Your objective: Your answer should be every line of the records that contains the word "door", copied as it stands.

Source records:
--- START ---

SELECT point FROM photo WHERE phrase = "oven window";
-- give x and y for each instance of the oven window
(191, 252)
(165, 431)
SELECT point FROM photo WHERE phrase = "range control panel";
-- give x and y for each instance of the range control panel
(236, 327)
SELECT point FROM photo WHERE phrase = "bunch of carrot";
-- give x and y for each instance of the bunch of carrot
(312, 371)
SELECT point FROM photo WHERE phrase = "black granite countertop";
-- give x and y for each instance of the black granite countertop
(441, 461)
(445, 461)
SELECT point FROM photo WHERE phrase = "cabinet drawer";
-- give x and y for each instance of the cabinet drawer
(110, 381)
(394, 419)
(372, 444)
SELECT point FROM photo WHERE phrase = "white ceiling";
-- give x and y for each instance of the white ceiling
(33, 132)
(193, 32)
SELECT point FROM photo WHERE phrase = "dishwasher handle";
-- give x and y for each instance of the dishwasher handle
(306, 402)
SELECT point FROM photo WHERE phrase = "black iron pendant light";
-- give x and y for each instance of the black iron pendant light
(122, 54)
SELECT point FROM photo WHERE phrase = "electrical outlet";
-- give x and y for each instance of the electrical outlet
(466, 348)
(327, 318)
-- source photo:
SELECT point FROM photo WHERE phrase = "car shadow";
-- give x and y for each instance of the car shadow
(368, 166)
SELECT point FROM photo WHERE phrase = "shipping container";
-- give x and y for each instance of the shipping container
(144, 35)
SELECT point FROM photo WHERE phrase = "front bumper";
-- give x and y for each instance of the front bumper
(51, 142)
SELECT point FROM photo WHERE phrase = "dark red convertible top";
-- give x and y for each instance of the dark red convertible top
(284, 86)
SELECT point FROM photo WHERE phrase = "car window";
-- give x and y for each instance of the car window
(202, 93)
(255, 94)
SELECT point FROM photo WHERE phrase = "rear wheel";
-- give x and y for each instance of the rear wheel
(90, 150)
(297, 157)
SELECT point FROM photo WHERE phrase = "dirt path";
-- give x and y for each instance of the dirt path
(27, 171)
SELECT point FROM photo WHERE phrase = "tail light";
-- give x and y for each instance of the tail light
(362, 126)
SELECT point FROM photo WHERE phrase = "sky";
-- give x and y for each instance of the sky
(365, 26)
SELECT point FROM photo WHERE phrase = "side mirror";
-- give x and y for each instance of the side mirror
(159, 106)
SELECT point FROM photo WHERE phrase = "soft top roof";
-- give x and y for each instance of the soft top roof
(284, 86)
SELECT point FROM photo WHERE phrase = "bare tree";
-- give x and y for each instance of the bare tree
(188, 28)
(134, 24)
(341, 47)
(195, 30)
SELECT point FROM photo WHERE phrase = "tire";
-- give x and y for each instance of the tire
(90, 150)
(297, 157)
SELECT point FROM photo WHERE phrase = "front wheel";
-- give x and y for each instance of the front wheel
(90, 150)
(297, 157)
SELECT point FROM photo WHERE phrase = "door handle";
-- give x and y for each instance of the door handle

--- END ---

Expected output:
SELECT point FROM photo WHERE phrase = "door handle";
-- give x and y for each instance of the door handle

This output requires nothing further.